EXCERPTED TEXT ->
>>>
At this point, Amazon’s services were at the very cusp of pushing the boundaries of the scale of traditional SQL databases at the time and they decided that they needed a long-term sustainable solution to continue to grow at the pace they were growing.

Relational databases are complex systems. They give you a lot of flexibility in the type of queries you can run, give you strong ACID compliance, build relationships among tables, and the ability to JOIN tables. These features are not free and come at a cost. The cost is often limited scaling, availability, and lower performance.

As Werner Vogels, CTO of Amazon explains here, they evaluated that 70% of their operations were based on just primary keys and another 20% didn’t utilize any type of JOINs. So, they were using relational databases but they realized they didn’t really need most of the advantages relational databases provided. And furthermore, they were facing difficulty in horizontally scaling their databases.

So, they internally built an in-house database called “Dynamo” and tested it for a few years. In 2007, they publicly released a whitepaper, “Dynamo: Amazon’s Highly Available Key-value Store,” to help others facing similar scalability issues in relational databases.

This paper became popular and became a driving force behind NoSQL databases, which are now an important part of the tech stack of any large tech organization. As Werner Vogels describes it, “The Dynamo paper was well-received and served as a catalyst to create the category of distributed database technologies commonly known today as ‘NoSQL.’”

Dynamo was able to handle massive amounts of scale, with single tables being able to serve tens of millions of requests per second. The original Dynamo was able to serve 12.9 million requests per second back in 2017. I am sure the much more beefed-up present-day DynamoDB is probably pushing the limits even further.

Dynamo ended up inspiring many of the most popular databases in existence today, such as AWS’s SimpleDB and DynamoDB, and Cassandra. Most of these databases, like Cassandra, and DynamoDB ended up being very similar to the Dynamo paper and usually had the same pros and cons. Understanding the Dynamo paper will also help you better understand this Dynamo family of databases.

While reading through the success, the performance, and the almost fairytale-like story of what seemed like the most amazing database to ever exist, I wondered why are other databases still in use? What did the engineers at Amazon end up trading off for these massive gains in performance, scale, and availability? What does infinite scale actually cost? And is it affordable?

Setting the Stage

Quick overview of the system Dynamo describes

Dynamo describes a distributed database system that is built of multiple nodes.

These databases can run in complete isolation from one another and in fact be physically located in different parts of the world.

continuous loop of databased in India and USA

It describes that the system would be a master-less system. This means all the nodes are homogeneous and behave the same.

All data would be distributed in these identical nodes, and then replicated among them as well. For example, if I had to store two rows of, let’s say employee data, dynamo would internally store it as the following:

id-1 and id2 would be stored in databases in both India and USA

Notice how data can even be replicated on different continents!
<<<
THE RECORDS ->
>>>
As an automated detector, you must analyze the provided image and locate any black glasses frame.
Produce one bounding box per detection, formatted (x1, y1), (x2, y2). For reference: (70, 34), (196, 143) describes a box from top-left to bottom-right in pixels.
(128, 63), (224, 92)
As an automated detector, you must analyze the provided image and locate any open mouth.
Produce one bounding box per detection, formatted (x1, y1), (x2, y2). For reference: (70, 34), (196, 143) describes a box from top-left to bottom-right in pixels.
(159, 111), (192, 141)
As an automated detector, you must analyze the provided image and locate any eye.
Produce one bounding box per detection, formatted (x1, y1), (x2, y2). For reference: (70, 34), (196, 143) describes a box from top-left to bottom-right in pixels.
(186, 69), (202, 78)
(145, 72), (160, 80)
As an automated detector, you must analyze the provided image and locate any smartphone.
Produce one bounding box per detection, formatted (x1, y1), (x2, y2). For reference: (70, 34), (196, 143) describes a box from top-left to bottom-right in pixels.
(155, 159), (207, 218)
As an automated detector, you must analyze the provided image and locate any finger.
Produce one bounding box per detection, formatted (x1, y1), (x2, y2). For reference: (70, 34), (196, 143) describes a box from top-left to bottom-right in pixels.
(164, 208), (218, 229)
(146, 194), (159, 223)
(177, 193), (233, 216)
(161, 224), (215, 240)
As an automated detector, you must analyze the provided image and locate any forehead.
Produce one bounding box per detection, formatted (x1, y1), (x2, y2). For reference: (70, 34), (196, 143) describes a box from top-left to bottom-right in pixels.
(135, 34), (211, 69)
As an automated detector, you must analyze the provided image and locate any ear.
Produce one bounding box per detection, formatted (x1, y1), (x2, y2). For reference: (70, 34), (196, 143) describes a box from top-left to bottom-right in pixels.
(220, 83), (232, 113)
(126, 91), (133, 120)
<<<
WRITTEN REQUEST 1 ->
Rescale the entries from their first line through the line containing "(135, 34), (211, 69)", giving all of those lines again, requests included, with every bounding-box coordinate in the answers multiplied by 0.6 and rounded to a whole number, halves rounding up. Leave the numbers in the requests and their format samples unchanged, and return only those lines.
WRITTEN REQUEST 2 ->
Extend the excerpt about Amazon's Dynamo paper, picking up from the point where it stops.
The text about Amazon's Dynamo paper and the entries are unrelated material.

EXERCISE RESPONSE 1 ->
As an automated detector, you must analyze the provided image and locate any black glasses frame.
Produce one bounding box per detection, formatted (x1, y1), (x2, y2). For reference: (70, 34), (196, 143) describes a box from top-left to bottom-right in pixels.
(77, 38), (134, 55)
As an automated detector, you must analyze the provided image and locate any open mouth.
Produce one bounding box per detection, formatted (x1, y1), (x2, y2). For reference: (70, 34), (196, 143) describes a box from top-left to bottom-right in pixels.
(95, 67), (115, 85)
As an automated detector, you must analyze the provided image and locate any eye.
Produce one bounding box per detection, formatted (x1, y1), (x2, y2). For reference: (70, 34), (196, 143) describes a box from top-left to bottom-right in pixels.
(112, 41), (121, 47)
(87, 43), (96, 48)
As an automated detector, you must analyze the provided image and locate any smartphone.
Produce one bounding box per detection, formatted (x1, y1), (x2, y2). For reference: (70, 34), (196, 143) describes a box from top-left to bottom-right in pixels.
(93, 95), (124, 131)
As an automated detector, you must analyze the provided image and locate any finger.
Produce one bounding box per detection, formatted (x1, y1), (x2, y2). For reference: (70, 34), (196, 143) describes a box from top-left to bottom-right in pixels.
(98, 125), (131, 137)
(88, 116), (95, 134)
(106, 116), (140, 130)
(97, 134), (129, 144)
As an automated detector, you must analyze the provided image and locate any forehead.
Produce one bounding box per detection, formatted (x1, y1), (x2, y2). For reference: (70, 34), (196, 143) describes a box from top-left to bottom-right in pixels.
(81, 20), (127, 41)

EXERCISE RESPONSE 2 ->
To ensure performance, the cluster would often not wait for all nodes to actually write the data. For example, to write a new employee, of the ID 3, Dynamo might wait for a single node to actually acknowledge the write, and while others aren’t even done writing the data to disk, Dynamo might return a response to the user saying that the write is complete.

This means that your entire database cluster can be in an inconsistent state, where some nodes may store certain rows and others might not. For example, in the above diagram, two nodes weren’t done writing a new row, while one of them was done. This means that the nodes in some sense, disagree with one another on whether the row exists or not. Don’t worry, this is normal.

Eventually, all the nodes would finish writing the new row and the cluster would be in a consistent state. This is an eventually consistent data model because the entire cluster eventually attains consistency.

Before I continue it is important to note the existence of this new entity, the cluster. Early in my career, I worked with a single Postgres database running on a single server so when I got introduced to the idea of a distributed data system, I struggled to understand the concept of a cluster.

To understand this better, don’t think of the nodes as individual nodes that you have to manage. Think of a completely new entity, the cluster. This cluster is comprised of these individual smaller and simpler database processes running on servers.

The cluster is in fact managing these nodes, taking care of their health, and their communication, bringing more nodes up when required, and taking nodes down when they aren’t required.

Kind of like a branch manager:

boss from the office holding cup that says world’s best boss

The nodes themselves are also aware of the cluster, and that they are a part of it. The nodes can talk to each other and discuss information related to the cluster.

You as a client would often interact with the cluster and often care about the characteristics the entire cluster exhibits, rather than the individual nodes. For example, the cluster can be in an inconsistent state, because some nodes would store updated data while some may not.

How the Dynamo Paper Changed the World

Werner Vogels, CTO of Amazon said,

“The Dynamo paper was well-received and served as a catalyst to create the category of distributed database technologies commonly known today as “NoSQL.””

Dynamo inspired many other NoSQL databases and created a framework for a large-scale highly available, distributed datastore. It has been cited 2,000+ times and has influenced how distributed data stores work in a variety of databases.

Simply put, simple relational databases would have simply been unable to sustain the write capacity of modern applications. Most big tech companies like Netflix, Apple, Discord, AirBnB, and many more use one of the Dynamo family of databases(DynamoDB, Cassandra, etc.).

“Changing the world” might be an overstatement, but the Dynamo paper has definitely been one of the most influential whitepapers, and has impacted many of the existing large-scale tech companies.

Key Takeaways and Trade-Offs

Key-value store

Dynamo presents a key-value data store, and this means that there is no support for tables, or for relationships, etc.

You can only store keys and their corresponding values. The key you use will be your partition key and this is the key Dynamo will use to figure out in which partition to put your data. Or, another way to look at it is, that partition keys decide which node your data will go to.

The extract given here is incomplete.